*課題*
(a) 本文のうち、「ヒトが辞めないアウトソーシング会社の秘密は「社員教育」」から「るのは仕事への充足感だろう。」までを、両端も含めてそのまま書き写してください。
(b) 本文によると、アウトソーシングテクノロジーは来年、新卒を何人採用する予定ですか。

*学習用本文*
⁂

ヒトが辞めないアウトソーシング会社の秘密は「社員教育」
過去3年間で新卒急増も退職者はわずか2名
厚生労働省の調査によると、大卒新入社員の約3割が入社3年以内に退職するというが、東証一部上場のアウトソーシングの子会社で、エンジニア派遣のアウトソーシングテクノロジーの場合、過去3年間、新卒入社した社員の退職者はわずか2名しか発生していない。新卒採用は2013年52人、14年100人、今年200人というペースで推移し、来年は300人を採用する予定だ。
同社は年2回、グループ企業を含む約3000人の社員を対象にES調査を実施して、不平や不満を吸い上げて解決に取り組んでいる。それが奏功しているのだが、もっと根底にあるのは仕事への充足感だろう。

⁂

*提供データ*
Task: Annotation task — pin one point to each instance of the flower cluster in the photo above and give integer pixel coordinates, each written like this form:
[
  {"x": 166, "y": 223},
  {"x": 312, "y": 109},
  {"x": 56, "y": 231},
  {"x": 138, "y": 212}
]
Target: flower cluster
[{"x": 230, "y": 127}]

⁂

*解答*
(a)
ヒトが辞めないアウトソーシング会社の秘密は「社員教育」
過去3年間で新卒急増も退職者はわずか2名
厚生労働省の調査によると、大卒新入社員の約3割が入社3年以内に退職するというが、東証一部上場のアウトソーシングの子会社で、エンジニア派遣のアウトソーシングテクノロジーの場合、過去3年間、新卒入社した社員の退職者はわずか2名しか発生していない。新卒採用は2013年52人、14年100人、今年200人というペースで推移し、来年は300人を採用する予定だ。
同社は年2回、グループ企業を含む約3000人の社員を対象にES調査を実施して、不平や不満を吸い上げて解決に取り組んでいる。それが奏功しているのだが、もっと根底にあるのは仕事への充足感だろう。

(b) 300人です。